---------- DATASET EXCERPTS ----------

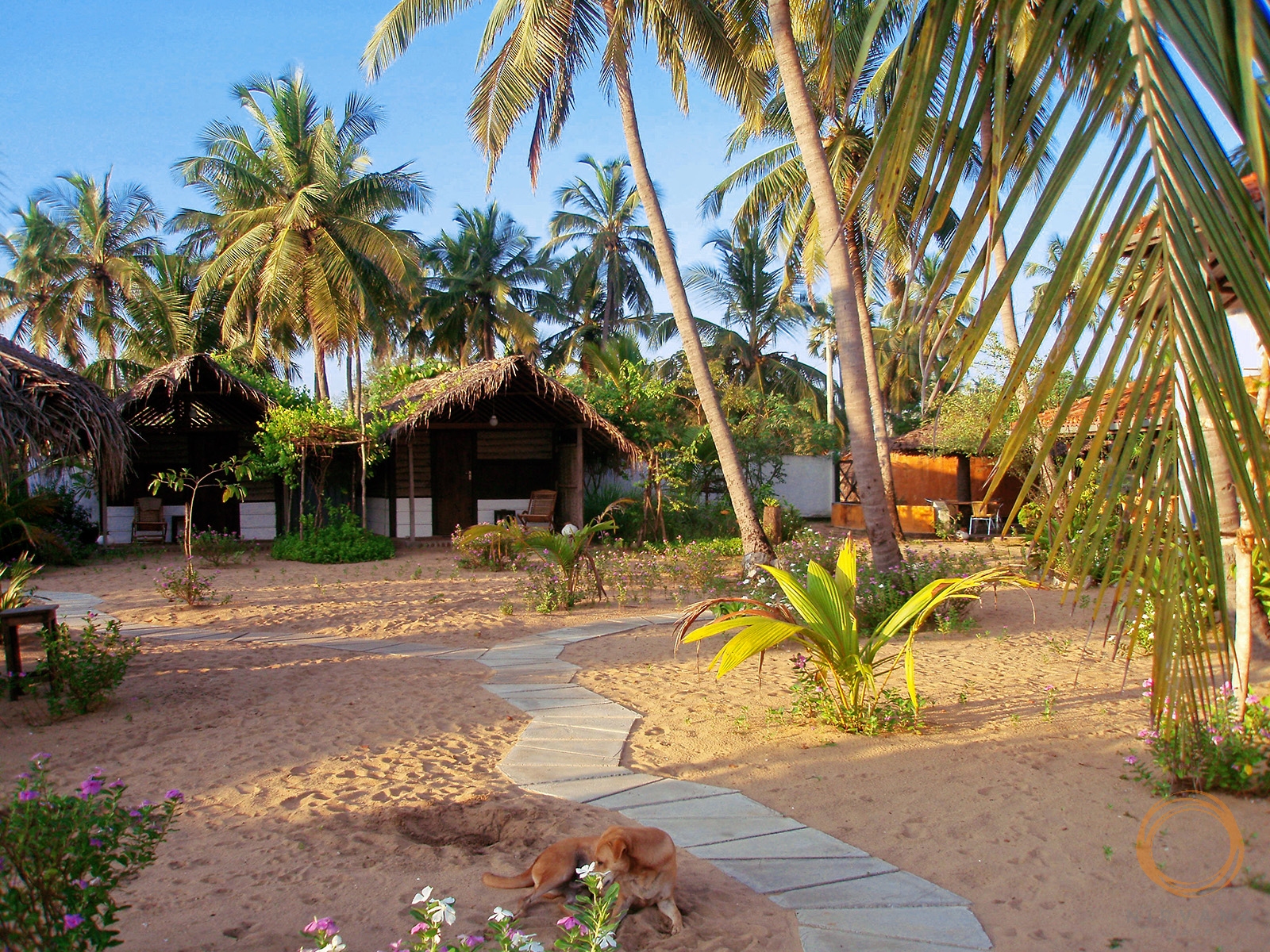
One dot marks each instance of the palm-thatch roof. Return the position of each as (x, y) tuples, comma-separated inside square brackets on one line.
[(194, 391), (514, 390), (48, 410)]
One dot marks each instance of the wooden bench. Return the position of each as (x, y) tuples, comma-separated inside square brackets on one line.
[(10, 619)]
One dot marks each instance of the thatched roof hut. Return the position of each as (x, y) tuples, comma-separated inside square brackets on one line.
[(511, 389), (476, 443), (48, 410)]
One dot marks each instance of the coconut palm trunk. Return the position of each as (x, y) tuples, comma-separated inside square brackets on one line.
[(757, 547), (851, 359)]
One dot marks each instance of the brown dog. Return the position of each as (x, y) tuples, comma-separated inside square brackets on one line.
[(641, 858)]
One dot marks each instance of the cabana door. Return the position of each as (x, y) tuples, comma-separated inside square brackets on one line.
[(454, 457)]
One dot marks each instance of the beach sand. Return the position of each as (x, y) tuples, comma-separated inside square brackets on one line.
[(323, 782)]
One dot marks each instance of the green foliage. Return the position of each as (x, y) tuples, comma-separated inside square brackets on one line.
[(495, 547), (83, 672), (1225, 753), (341, 539), (184, 583), (220, 547), (821, 617), (67, 854), (14, 578)]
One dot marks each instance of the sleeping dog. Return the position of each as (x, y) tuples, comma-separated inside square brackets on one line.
[(641, 858)]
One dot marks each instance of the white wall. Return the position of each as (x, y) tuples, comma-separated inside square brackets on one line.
[(257, 520), (486, 507), (422, 516), (808, 486)]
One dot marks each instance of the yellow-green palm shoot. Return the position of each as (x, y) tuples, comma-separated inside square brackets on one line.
[(851, 666)]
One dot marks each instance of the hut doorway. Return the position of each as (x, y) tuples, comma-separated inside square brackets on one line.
[(454, 457)]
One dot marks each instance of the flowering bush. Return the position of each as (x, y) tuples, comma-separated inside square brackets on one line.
[(220, 547), (590, 926), (65, 854), (83, 672), (1223, 754), (184, 583)]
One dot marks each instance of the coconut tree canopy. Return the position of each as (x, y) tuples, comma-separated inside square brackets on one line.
[(50, 412)]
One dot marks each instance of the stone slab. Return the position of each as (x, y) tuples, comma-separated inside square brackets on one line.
[(806, 843), (784, 875), (897, 889), (695, 833), (590, 790), (952, 926), (664, 791), (825, 941), (727, 806)]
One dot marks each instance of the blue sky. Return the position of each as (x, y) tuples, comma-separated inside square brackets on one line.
[(92, 86)]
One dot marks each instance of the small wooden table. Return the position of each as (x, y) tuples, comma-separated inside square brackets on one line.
[(10, 619)]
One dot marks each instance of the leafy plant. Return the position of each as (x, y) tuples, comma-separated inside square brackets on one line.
[(845, 660), (229, 475), (341, 539), (184, 583), (67, 854), (16, 575), (220, 547), (84, 670)]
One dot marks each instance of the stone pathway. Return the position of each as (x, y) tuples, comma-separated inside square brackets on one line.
[(845, 899)]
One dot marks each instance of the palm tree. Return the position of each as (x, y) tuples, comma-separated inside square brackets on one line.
[(602, 221), (83, 259), (305, 235), (845, 290), (757, 309), (537, 67), (484, 287), (1174, 239)]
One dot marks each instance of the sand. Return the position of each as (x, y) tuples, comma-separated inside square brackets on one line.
[(334, 784)]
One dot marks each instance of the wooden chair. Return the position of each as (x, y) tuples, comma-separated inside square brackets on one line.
[(541, 511), (149, 520), (986, 513)]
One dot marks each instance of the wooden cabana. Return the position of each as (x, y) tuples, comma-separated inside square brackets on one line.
[(478, 441), (194, 414), (50, 413)]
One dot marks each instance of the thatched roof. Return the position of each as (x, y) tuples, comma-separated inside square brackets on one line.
[(48, 410), (198, 385), (514, 390)]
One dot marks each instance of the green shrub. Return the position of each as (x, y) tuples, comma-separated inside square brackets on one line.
[(83, 672), (220, 547), (341, 539), (64, 857)]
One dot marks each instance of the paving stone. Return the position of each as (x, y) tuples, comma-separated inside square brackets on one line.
[(952, 926), (806, 843), (825, 941), (698, 831), (664, 791), (592, 789), (730, 805), (609, 747), (783, 875), (897, 889)]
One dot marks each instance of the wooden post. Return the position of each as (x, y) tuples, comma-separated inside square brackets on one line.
[(410, 463), (575, 513)]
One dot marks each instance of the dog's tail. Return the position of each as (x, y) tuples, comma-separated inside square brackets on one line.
[(510, 882)]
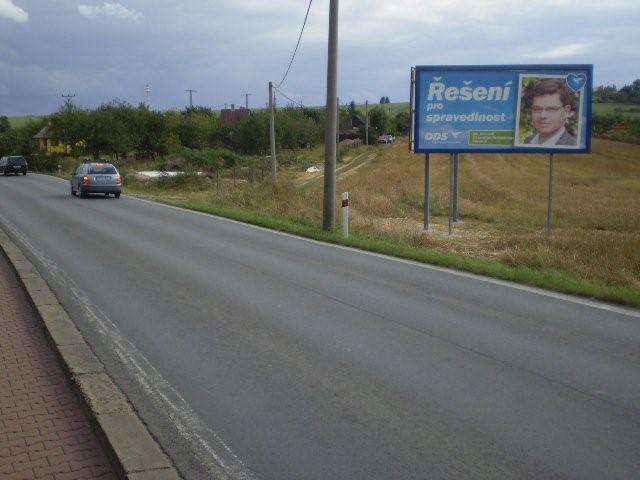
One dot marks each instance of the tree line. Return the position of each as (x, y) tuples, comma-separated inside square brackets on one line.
[(119, 129), (610, 93)]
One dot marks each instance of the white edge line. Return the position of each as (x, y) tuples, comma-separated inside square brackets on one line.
[(494, 281)]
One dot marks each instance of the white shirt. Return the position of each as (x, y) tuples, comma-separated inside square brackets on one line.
[(550, 141)]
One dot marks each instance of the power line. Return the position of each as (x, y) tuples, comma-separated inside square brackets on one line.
[(288, 98), (297, 45), (246, 99)]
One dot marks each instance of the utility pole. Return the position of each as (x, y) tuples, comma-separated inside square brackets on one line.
[(272, 132), (366, 122), (329, 201), (191, 92), (246, 100), (337, 128)]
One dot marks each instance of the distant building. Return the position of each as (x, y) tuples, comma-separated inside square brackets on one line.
[(233, 115)]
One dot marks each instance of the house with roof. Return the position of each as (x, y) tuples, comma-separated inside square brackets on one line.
[(351, 127)]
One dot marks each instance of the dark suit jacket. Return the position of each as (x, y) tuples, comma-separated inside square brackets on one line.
[(565, 139)]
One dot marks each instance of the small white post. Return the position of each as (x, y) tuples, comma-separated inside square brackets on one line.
[(345, 215)]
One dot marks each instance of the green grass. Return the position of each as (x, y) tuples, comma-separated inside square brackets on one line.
[(629, 110), (545, 278)]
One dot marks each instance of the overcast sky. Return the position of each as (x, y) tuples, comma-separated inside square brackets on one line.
[(102, 51)]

----------

EXERCISE AIM: Rewrite only the lines from the one holding "One dot marks each instance of the white edge" through the end of the listing, inclusive, keeping the requests as they are. In each answer, multiply every x and y coordinate by 2.6 and round it to a whole number, with halves rounded up.

TASK RESULT:
One dot marks each instance of the white edge line. Return the position of each as (x, y) tuples, comma-separated inside square brackets on one line.
[(1284, 731)]
One dot marks each instance of the white shirt. Return the position of each as (x, y) tuples, comma-separated inside square brackets on one line.
[(1430, 367)]
One dot marks each instance of the power line. Return the position of each as (x, y) tuples, comma-separated inside square brackets on one line.
[(749, 255), (772, 117), (640, 257)]
One dot marks each instance of the utility pole. Return the position of each as (x, y) tuples, comma-separated inside square brackets on one line.
[(707, 343), (952, 317), (855, 523), (497, 239), (640, 260), (876, 333)]
One dot marks each instance of the distant building. Return the position of each as (x, y) tuples, comma-separated inside square brackets on one line.
[(606, 299)]
One dot marks each instance of the house with roof. Return the position of each as (x, y) tuples, comma-separated inside square brackets on one line.
[(913, 330)]
One dot marks each instance of the dark suit jacket. Return the position of each as (x, y) tuples, comma-separated inside square brackets on one line.
[(1469, 361)]
One dot marks each instance of the small white post. Return the position of each as (x, y) tuples, comma-separated inside square brackets on one line.
[(897, 559)]
One dot marks each instance of the green grass. Return the position of each as (x, y) tuples, comma-separated inside square brackets on one line.
[(1635, 286), (1417, 723)]
One dot marks each instance of the overcast sky. Return the position of each as (x, y) tuples, comma-separated inside square brackets on one line.
[(265, 133)]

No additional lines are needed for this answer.